### [Excerpt]

# 1973 LeMans vs 1973 GTO



## Cafr119 (Dec 9, 2017)

Hello members, I’m new here and Thank you for allowing me to join. I need help so I’m hoping someone here has knowledge of this, I just recently picked up a 1973 GTO, it’s in need of L and R inner fenders, now, I have found a pair that might work off a 1973 LeMans, I know that the 73 and 74 GTOs was a last minute decision on Pontiacs production line, to me, it’s still a GTO !! I really don’t want to see this GTO end up in the salavage yard, any help would be great, thank you


----------



## PontiacJim (Dec 29, 2012)

Welcome. I like the later body styles, have a '76 Lemans 2-Dr Ht I used to drive, but got popped in the nose hard enough to tweek the front frame. It's been sitting for about 20 years as parts in my area are hard to come by and I am not ready to let it go. It was a great car and I put over 70K miles on it.

The GTO was an option on the Lemans so I see no reason why the parts won't work. *Pinion head* will chime in here and confirm it, but you should be good to go. :thumbsup:


----------



## Shake-N-Bake (Jun 16, 2015)

Agree. 73 LeMans inner fenders will work perfect for your 73 GTO.


----------

### [Extracted material]
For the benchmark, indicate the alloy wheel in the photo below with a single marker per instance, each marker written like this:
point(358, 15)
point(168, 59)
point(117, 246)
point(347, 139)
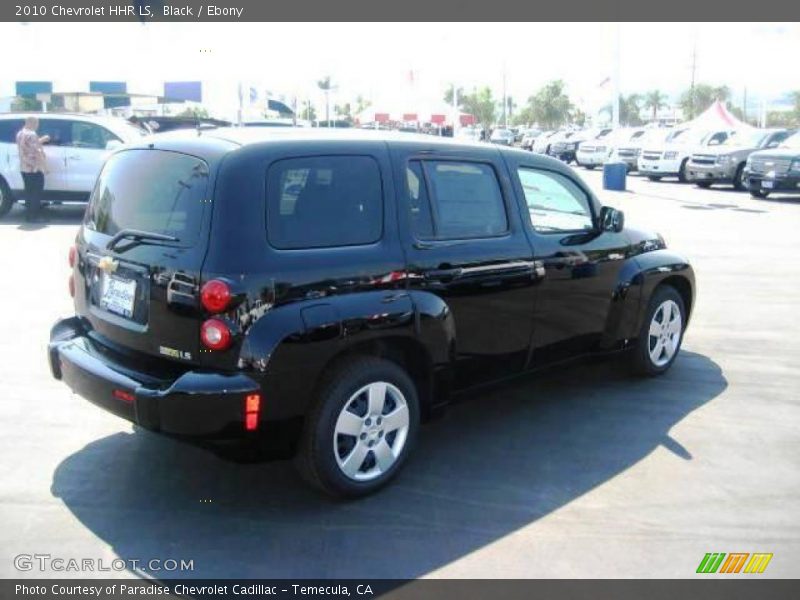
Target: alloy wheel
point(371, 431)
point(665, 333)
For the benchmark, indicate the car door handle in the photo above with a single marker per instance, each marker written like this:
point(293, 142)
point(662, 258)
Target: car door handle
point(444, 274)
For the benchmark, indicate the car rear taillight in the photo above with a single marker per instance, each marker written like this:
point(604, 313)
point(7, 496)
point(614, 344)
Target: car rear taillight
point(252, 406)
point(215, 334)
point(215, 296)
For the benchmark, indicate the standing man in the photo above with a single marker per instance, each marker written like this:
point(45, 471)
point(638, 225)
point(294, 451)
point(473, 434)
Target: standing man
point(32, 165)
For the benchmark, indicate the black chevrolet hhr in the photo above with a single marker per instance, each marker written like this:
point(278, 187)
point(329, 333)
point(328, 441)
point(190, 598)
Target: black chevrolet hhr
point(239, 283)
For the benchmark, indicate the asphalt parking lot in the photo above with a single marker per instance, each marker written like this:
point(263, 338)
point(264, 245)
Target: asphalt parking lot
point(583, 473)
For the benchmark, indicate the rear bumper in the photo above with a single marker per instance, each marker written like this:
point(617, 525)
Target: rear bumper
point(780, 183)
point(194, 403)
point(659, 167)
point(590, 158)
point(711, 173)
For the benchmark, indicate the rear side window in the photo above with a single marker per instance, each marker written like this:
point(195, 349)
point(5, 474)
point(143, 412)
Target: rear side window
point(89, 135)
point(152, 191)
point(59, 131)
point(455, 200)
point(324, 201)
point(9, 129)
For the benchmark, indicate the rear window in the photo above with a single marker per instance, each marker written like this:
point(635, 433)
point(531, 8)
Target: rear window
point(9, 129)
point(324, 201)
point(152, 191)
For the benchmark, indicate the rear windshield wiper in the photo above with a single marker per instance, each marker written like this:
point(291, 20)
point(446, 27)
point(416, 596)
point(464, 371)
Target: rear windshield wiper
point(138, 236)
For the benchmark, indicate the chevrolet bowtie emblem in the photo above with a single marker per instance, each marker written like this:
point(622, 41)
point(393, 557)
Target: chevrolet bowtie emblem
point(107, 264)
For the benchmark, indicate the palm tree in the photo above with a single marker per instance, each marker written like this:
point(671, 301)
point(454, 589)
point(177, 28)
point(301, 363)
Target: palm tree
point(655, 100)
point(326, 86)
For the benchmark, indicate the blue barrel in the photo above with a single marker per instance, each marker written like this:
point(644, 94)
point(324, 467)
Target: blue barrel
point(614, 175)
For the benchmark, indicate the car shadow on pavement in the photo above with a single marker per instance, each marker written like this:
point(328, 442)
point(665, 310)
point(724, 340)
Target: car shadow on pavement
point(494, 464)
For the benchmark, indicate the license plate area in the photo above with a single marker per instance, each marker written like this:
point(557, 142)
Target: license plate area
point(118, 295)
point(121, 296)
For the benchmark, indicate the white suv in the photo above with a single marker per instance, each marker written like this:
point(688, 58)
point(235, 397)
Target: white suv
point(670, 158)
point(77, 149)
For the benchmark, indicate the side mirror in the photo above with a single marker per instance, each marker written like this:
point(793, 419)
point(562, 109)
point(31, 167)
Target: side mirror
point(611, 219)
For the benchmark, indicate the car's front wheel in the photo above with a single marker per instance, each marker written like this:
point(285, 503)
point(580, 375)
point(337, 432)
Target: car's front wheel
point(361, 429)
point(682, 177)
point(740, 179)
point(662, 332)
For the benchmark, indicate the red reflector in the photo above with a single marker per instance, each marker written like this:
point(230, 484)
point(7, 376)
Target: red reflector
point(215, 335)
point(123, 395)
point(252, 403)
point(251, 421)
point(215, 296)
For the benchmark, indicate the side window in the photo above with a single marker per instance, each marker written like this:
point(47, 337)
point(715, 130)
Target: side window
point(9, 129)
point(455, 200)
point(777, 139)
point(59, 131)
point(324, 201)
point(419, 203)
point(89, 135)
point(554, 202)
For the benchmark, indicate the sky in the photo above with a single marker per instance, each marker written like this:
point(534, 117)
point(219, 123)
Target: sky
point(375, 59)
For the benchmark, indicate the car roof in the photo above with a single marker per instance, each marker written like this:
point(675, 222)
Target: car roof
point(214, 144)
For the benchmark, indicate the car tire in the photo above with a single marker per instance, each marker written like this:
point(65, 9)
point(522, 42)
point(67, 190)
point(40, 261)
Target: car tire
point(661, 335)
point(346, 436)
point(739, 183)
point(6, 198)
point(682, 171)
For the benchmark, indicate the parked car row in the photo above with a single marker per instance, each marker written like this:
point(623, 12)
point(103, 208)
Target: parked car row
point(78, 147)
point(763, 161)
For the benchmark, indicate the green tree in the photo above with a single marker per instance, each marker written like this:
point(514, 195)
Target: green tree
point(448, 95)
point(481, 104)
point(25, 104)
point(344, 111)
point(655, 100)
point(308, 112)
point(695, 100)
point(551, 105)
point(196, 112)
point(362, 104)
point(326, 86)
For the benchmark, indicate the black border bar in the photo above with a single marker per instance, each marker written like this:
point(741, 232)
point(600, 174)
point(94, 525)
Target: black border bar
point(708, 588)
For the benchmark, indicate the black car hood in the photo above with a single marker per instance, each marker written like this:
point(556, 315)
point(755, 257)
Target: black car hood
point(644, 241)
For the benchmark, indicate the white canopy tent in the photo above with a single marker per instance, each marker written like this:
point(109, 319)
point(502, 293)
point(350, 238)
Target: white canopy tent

### [Task instructions]
1. Answer these questions about the thread on the 1973 LeMans and the 1973 GTO:
(a) What parts does the 1973 GTO need, according to the opening post?
(b) How many miles did PontiacJim put on his '76 Lemans?
(c) According to Shake-N-Bake, will 73 LeMans inner fenders work for a 73 GTO?
2. Quote everything in the LeMans and GTO thread from "Welcome. I like" down to "miles on it.".

### [Response list]
1.
(a) Left and right inner fenders.
(b) Over 70K miles.
(c) Yes, they will work perfectly.

2.
Welcome. I like the later body styles, have a '76 Lemans 2-Dr Ht I used to drive, but got popped in the nose hard enough to tweek the front frame. It's been sitting for about 20 years as parts in my area are hard to come by and I am not ready to let it go. It was a great car and I put over 70K miles on it.